## Task instructions:
Give every item below as a two-column CSV with the header instruction,points. Each item gets one row, with its text under instruction and its answer under points. Put each field in double quotes, turn line breaks into spaces, and leave the pictures out.

## Recorded data:

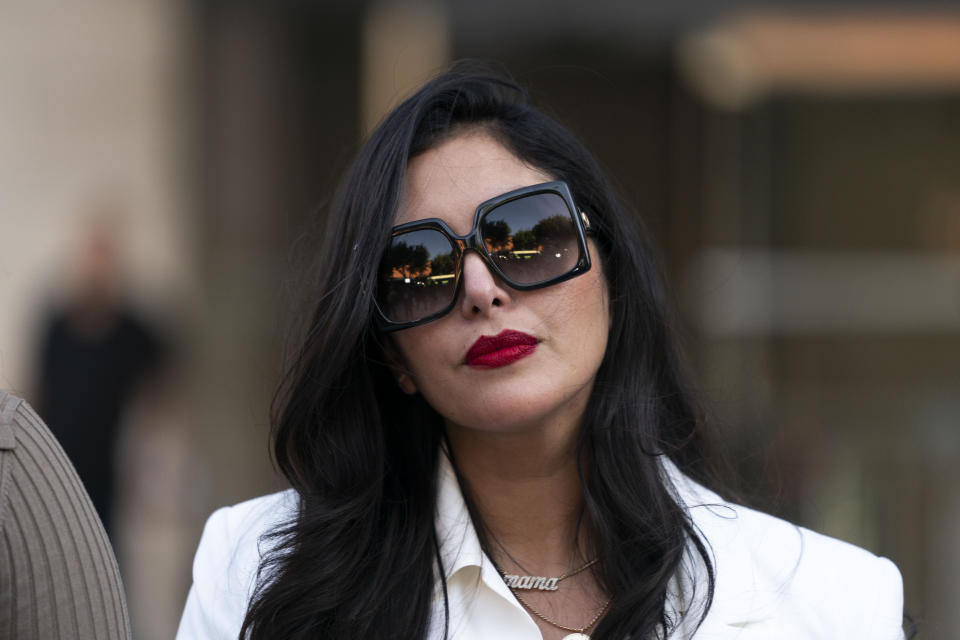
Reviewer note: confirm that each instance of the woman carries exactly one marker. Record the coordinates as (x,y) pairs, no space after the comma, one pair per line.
(488,431)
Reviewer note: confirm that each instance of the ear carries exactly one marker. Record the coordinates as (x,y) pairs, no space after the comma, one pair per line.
(398,367)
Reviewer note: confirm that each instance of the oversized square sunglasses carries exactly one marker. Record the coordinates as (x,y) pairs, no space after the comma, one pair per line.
(530,238)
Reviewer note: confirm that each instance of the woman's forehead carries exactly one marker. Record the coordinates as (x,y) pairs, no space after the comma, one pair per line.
(450,180)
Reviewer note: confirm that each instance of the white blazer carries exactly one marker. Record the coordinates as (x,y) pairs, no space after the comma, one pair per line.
(774,580)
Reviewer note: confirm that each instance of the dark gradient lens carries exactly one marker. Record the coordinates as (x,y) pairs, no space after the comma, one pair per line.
(417,276)
(532,239)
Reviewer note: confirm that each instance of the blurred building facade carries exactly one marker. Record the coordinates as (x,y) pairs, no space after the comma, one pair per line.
(804,196)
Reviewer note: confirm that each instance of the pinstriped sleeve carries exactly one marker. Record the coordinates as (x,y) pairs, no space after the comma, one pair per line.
(58,575)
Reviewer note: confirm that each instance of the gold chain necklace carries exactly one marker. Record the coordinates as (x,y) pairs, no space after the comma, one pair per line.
(516,583)
(578,632)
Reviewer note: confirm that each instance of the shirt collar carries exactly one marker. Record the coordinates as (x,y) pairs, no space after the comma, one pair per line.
(739,597)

## Exercise solution:
instruction,points
"Reviewer note: confirm that each instance of the woman carries exactly one marker. Record the coordinates as (x,y) pairs, no space after the comma, one pair per line.","(488,431)"
"Reviewer note: confirm that each instance of the ear carries exactly one marker. Record the coordinates as (x,y) pairs, no space after the comma, one pair per line.","(398,367)"
"Reviewer note: confirm that each instance of the oversized square sunglasses carries exactly one marker. Record the coordinates as (x,y) pairs, no space after the comma, one pair per line.","(530,238)"
"Reviewer note: confirm that each instance of the woman's forehead carries exactly one marker. Record the coordinates as (x,y) pairs, no space after the comma, one pair per line.","(450,180)"
"Reviewer note: confirm that each instance of the white blazer carries exactly one marker. Record the coordinates as (x,y) pairs, no space after the comma, one pair per line.","(774,580)"
"Reviewer note: confirm that each instance of the dark gradient lens carries exactly one marker. Record the coordinates as (x,y) pairs, no space after the comma, one pair per line.","(417,276) (532,239)"
"Reviewer note: confirm that each instance of the blurred building facade carries exactly one marker. Record the coordinates as (x,y) pairs, no space after the comma, one pair per line.","(804,196)"
"Reviewer note: confirm that each instance of the pinstriped sleeve carries exactly one marker. Record the coordinates as (x,y) pairs, no space after the comma, one pair per line.","(58,575)"
"Reviewer note: confirm that each instance of the gold chain necklace carries exactly one marker. Record the coordinates as (x,y) pairs, no space after the comma, one pair per line.","(516,583) (578,632)"
"Reviewer note: confirm that each instance of the shirt collar carries exactly one marker. Record the coordinates as (x,y) pairs, no space after the comma, one pair per line.","(739,597)"